SOURCE MATERIAL:
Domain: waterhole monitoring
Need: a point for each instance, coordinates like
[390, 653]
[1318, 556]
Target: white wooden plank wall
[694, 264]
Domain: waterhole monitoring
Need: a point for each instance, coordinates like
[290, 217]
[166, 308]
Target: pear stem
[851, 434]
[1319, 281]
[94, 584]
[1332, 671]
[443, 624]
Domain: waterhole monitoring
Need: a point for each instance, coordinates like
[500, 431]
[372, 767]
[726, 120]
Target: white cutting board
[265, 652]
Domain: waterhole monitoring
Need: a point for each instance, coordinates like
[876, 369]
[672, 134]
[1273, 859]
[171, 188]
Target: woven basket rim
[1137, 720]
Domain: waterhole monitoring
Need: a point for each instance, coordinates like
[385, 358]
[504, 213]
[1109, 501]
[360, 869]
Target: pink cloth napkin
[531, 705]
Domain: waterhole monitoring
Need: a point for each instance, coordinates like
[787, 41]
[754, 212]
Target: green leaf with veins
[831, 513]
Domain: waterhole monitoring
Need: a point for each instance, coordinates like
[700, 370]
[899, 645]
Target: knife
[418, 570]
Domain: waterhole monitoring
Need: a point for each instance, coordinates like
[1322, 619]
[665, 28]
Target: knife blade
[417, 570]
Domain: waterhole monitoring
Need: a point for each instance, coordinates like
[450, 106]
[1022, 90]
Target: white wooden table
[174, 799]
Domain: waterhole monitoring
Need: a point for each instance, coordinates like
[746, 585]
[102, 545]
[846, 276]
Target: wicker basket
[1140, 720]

TASK ITEM:
Copy out the full set of entries without altering anything.

EXERCISE ANSWER:
Domain: waterhole monitoring
Need: a point for each instance, coordinates like
[390, 653]
[1318, 556]
Target: white wooden plank wall
[694, 264]
Domain: waterhole monitoring
Need: a point for each instance, coordinates like
[290, 217]
[166, 308]
Target: pear stem
[851, 434]
[1319, 281]
[94, 584]
[1332, 671]
[443, 624]
Domain: waterhole monitoring
Need: a point for each instance, coordinates like
[500, 431]
[372, 767]
[726, 120]
Target: white cutting board
[265, 652]
Domain: waterhole monitoring
Need: a point for each instance, coordinates like
[876, 369]
[672, 134]
[1273, 859]
[171, 188]
Target: woven basket rim
[1137, 720]
Domain: waterhole monitoring
Need: a point for each instance, coordinates like
[385, 358]
[504, 213]
[1109, 501]
[360, 869]
Target: pink cloth napkin
[531, 705]
Domain: waterhole monitoring
Need: a point for each instance, coordinates like
[787, 41]
[754, 212]
Target: green leaf with veins
[831, 513]
Domain: waterhole monitoring
Need: a point for each instance, coordinates like
[700, 370]
[899, 645]
Target: knife
[418, 570]
Domain: waterhole monitoring
Need: a point for each instance, coordinates like
[1322, 619]
[665, 28]
Target: knife blade
[417, 570]
Domain: waterhole monitoring
Need: a point for each instance, coordinates like
[450, 106]
[1022, 90]
Target: white wooden table
[174, 799]
Domain: waterhole monitoring
Need: a point for each instance, coordinates like
[746, 585]
[102, 545]
[846, 276]
Target: wicker basket
[1140, 720]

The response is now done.